* _REQUISITOS DEL PROBLEMA_
Busca en el listado que sigue todas las líneas que contienen la palabra "window" y cópialas sin cambios.

(Extractos de un conjunto de datos de etiquetado por puntos)
- - - -
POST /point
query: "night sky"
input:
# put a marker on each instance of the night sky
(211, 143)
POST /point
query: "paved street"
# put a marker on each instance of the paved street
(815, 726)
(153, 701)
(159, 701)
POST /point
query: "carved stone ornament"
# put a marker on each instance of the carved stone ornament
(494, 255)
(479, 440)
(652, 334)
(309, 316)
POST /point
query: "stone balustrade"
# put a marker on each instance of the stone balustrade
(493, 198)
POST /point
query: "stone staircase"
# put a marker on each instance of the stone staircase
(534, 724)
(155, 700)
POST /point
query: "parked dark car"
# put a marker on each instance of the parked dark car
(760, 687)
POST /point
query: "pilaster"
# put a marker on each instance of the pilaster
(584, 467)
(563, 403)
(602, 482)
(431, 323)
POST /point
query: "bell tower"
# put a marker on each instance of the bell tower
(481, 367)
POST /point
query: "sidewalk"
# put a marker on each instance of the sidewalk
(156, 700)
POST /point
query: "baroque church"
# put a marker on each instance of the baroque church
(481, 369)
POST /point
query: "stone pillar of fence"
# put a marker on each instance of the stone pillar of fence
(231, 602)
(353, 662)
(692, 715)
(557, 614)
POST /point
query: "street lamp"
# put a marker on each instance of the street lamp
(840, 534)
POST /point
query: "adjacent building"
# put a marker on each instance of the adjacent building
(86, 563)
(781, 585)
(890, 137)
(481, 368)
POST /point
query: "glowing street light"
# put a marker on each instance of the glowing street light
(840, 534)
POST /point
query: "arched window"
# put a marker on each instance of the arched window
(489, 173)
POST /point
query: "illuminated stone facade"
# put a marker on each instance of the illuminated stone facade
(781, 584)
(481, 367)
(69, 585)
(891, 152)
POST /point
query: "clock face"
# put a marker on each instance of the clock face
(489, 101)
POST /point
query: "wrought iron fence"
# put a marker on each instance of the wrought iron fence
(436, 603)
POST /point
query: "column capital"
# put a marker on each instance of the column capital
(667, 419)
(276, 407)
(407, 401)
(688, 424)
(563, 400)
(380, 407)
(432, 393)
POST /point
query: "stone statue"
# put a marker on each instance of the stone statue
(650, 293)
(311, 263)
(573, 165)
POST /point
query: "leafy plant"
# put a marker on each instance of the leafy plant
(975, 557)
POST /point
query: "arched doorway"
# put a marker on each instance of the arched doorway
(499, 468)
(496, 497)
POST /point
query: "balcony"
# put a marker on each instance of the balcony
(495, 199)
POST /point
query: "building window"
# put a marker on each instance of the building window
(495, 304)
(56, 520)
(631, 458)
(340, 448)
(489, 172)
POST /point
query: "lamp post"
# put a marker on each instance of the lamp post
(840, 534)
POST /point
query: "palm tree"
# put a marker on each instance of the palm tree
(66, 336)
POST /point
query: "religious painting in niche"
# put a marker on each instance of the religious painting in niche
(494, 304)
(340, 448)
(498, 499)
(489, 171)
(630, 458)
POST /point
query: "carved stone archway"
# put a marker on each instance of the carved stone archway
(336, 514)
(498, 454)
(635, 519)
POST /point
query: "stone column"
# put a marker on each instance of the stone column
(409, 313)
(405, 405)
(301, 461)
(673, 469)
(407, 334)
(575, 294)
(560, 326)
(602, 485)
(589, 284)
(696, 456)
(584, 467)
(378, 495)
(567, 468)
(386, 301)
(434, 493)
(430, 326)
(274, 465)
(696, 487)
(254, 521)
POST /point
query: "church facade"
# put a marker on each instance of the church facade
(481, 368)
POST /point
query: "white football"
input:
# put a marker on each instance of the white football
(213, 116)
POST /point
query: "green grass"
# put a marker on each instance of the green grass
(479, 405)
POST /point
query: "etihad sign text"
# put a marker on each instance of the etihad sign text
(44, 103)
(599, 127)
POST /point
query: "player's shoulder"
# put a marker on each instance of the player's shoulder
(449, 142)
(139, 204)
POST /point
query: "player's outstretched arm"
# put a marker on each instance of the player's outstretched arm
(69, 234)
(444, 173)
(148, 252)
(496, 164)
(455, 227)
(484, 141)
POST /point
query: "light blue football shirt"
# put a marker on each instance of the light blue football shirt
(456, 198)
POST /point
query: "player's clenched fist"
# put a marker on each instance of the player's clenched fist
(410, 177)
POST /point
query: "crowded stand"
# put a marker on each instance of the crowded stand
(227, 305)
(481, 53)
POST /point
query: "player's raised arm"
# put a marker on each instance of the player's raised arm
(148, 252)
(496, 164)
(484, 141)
- - - -
* _RESPUESTA_
query: "arched window"
# put a marker on each instance of the arched window
query: "building window"
# put a marker on each instance of the building window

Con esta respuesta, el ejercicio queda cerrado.